begin Extracted material

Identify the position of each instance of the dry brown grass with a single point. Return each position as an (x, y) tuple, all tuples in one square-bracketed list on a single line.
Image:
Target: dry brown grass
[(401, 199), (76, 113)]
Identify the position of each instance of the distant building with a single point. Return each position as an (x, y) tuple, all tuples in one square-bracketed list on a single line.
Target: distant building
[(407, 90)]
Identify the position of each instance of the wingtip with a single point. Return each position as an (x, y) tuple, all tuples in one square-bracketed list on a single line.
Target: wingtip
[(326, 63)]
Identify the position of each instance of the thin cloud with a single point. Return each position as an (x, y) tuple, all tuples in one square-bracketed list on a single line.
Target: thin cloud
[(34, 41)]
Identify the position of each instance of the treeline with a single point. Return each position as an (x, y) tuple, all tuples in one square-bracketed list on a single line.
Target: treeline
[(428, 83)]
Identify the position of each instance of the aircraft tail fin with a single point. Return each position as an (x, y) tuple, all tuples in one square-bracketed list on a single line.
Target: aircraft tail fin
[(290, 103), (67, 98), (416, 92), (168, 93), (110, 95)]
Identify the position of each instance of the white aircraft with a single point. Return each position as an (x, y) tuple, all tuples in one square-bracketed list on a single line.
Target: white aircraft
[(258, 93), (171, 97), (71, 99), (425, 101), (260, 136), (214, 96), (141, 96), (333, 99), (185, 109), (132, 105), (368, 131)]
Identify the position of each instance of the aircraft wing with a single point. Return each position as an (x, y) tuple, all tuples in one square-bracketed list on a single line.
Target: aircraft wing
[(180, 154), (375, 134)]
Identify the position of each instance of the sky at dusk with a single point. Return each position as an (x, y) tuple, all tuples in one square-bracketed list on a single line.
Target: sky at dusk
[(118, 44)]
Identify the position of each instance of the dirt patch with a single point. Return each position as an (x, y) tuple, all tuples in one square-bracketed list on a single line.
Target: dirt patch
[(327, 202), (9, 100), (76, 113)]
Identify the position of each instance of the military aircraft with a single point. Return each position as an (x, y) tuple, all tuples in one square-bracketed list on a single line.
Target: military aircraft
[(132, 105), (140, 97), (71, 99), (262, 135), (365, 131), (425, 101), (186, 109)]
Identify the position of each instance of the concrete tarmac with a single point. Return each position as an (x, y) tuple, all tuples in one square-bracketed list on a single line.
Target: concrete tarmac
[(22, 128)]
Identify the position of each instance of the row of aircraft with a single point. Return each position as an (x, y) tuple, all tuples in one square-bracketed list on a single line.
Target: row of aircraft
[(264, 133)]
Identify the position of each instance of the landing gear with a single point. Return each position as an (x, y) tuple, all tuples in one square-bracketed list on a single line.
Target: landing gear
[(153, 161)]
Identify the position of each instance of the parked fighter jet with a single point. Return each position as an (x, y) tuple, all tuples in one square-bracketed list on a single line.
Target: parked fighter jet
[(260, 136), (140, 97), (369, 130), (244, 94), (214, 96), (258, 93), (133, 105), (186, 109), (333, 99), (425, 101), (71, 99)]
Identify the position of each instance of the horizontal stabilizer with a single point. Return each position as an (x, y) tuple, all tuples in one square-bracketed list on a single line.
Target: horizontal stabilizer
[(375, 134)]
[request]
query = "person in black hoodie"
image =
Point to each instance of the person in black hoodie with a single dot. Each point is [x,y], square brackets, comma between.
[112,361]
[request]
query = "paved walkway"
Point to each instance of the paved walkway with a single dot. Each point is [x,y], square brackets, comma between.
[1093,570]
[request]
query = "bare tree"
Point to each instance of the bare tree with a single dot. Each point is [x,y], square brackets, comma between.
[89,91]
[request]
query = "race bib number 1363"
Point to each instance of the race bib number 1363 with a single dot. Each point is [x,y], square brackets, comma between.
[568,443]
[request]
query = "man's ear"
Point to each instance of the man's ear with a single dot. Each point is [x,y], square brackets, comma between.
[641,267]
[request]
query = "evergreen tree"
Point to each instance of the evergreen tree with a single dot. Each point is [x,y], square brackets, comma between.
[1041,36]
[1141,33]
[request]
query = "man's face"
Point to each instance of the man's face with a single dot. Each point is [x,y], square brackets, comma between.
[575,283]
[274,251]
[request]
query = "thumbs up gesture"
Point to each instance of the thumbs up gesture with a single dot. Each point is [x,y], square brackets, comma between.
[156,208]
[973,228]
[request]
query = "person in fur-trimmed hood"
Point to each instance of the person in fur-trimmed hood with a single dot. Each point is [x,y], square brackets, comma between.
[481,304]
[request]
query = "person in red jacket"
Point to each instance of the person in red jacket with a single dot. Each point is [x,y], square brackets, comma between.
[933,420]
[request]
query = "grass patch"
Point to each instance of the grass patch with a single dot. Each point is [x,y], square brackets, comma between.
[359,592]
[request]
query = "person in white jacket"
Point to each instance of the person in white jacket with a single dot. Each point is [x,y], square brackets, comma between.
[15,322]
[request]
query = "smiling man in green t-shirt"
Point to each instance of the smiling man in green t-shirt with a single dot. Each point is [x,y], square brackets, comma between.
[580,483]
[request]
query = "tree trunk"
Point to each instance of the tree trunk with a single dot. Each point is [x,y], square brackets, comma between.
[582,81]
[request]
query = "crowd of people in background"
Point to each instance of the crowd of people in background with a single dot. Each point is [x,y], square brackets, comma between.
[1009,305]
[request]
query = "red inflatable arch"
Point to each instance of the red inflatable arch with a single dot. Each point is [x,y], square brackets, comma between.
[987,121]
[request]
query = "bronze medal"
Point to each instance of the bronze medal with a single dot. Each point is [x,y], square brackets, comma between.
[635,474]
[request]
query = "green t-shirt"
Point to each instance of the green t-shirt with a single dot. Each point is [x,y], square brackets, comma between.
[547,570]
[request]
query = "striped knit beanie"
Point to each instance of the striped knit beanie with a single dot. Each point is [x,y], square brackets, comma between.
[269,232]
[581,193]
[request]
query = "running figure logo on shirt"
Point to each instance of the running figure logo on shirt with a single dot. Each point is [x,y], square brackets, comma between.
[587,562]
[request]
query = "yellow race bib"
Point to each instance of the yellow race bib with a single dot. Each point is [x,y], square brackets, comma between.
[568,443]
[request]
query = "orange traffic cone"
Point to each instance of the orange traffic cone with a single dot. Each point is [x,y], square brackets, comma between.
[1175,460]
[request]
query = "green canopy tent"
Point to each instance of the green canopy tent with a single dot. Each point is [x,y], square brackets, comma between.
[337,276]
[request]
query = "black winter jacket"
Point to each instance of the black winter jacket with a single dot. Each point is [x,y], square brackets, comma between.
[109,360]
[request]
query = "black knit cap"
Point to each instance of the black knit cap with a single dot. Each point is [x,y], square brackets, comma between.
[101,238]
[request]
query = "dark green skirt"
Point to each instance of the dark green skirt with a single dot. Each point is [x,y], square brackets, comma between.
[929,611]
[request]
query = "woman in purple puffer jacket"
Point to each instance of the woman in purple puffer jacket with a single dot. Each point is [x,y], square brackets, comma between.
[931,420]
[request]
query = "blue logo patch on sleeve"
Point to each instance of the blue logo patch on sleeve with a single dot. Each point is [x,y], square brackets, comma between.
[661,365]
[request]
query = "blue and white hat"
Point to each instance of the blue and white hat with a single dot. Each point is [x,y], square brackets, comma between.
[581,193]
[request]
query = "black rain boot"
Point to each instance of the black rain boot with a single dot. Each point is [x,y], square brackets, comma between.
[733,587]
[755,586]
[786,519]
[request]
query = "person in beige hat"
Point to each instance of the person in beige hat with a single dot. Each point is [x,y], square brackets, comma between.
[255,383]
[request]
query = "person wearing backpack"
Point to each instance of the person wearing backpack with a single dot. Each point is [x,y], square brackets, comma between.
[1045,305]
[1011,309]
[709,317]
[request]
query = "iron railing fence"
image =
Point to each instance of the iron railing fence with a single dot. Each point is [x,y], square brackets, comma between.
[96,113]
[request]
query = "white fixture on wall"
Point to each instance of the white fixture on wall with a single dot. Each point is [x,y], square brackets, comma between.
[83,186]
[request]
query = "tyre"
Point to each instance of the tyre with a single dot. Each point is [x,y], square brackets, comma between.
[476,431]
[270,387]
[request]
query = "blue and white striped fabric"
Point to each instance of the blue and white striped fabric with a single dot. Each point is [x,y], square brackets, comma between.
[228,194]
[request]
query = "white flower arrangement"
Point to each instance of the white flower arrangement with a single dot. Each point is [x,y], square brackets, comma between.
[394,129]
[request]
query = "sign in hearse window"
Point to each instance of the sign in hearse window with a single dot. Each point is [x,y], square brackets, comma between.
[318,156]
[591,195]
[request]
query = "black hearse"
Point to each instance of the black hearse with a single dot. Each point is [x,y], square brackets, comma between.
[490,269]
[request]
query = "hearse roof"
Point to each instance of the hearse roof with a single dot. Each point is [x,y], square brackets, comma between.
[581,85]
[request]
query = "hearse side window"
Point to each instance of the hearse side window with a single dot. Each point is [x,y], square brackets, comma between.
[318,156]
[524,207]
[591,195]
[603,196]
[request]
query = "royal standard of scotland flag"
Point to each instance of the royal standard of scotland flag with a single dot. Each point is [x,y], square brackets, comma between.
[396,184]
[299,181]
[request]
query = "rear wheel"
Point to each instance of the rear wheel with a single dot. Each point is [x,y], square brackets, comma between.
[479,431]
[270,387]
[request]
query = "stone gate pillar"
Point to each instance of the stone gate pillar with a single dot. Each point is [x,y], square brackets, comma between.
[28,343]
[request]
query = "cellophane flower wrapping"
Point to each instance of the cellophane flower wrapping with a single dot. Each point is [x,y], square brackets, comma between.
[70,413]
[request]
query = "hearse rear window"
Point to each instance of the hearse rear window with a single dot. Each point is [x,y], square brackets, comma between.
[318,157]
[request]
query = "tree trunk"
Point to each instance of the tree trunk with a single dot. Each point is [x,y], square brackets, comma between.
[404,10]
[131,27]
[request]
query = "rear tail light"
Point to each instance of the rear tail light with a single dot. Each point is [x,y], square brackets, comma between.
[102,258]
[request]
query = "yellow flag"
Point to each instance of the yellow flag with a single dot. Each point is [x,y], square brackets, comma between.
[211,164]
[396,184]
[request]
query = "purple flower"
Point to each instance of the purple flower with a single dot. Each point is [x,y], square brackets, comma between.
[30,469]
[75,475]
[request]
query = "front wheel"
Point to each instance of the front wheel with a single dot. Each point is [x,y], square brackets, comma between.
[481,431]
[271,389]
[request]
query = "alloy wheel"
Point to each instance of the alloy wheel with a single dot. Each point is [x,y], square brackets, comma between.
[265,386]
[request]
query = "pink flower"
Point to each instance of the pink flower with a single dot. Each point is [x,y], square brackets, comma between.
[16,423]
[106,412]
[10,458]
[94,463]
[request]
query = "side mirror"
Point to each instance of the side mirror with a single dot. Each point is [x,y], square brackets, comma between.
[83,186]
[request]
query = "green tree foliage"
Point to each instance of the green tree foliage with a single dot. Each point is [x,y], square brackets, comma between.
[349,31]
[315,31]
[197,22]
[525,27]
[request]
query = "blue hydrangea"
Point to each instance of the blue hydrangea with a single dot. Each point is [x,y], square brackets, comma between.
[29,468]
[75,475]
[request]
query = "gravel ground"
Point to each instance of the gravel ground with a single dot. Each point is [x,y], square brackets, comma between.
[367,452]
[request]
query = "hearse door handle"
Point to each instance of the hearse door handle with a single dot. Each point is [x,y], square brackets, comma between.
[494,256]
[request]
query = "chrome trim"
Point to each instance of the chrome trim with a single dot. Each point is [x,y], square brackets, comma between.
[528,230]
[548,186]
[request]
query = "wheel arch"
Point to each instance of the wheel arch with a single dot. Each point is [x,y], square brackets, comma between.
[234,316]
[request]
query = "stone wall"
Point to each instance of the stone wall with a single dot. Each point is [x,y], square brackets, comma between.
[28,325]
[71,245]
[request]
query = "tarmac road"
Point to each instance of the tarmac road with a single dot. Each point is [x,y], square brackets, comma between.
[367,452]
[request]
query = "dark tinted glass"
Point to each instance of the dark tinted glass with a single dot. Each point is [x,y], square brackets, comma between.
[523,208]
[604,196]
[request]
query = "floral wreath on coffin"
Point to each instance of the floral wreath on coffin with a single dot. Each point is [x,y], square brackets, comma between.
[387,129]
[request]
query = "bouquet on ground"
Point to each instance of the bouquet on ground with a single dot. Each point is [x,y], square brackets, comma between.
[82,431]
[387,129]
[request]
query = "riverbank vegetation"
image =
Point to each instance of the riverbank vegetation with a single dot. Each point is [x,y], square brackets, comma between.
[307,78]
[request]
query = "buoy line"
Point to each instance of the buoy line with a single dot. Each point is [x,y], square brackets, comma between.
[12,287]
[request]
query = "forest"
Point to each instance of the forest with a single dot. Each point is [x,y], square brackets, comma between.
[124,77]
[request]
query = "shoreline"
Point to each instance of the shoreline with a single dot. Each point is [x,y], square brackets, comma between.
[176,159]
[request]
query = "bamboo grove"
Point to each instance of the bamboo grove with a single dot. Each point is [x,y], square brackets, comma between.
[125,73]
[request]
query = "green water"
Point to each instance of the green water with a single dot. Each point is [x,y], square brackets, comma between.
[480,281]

end Extracted material

Aim of the exercise:
Return verbatim the lines of the material beginning with the line containing "Identify the position of each instance of the dirt" and continuing through the line containing "[(327, 202), (9, 100), (76, 113)]".

Solution to this exercise:
Identify the position of each instance of the dirt patch with a single point. Return each position as an (x, y) tuple, all tuples in one square-bracketed list on a single line.
Target: dirt patch
[(327, 202), (9, 100), (76, 113)]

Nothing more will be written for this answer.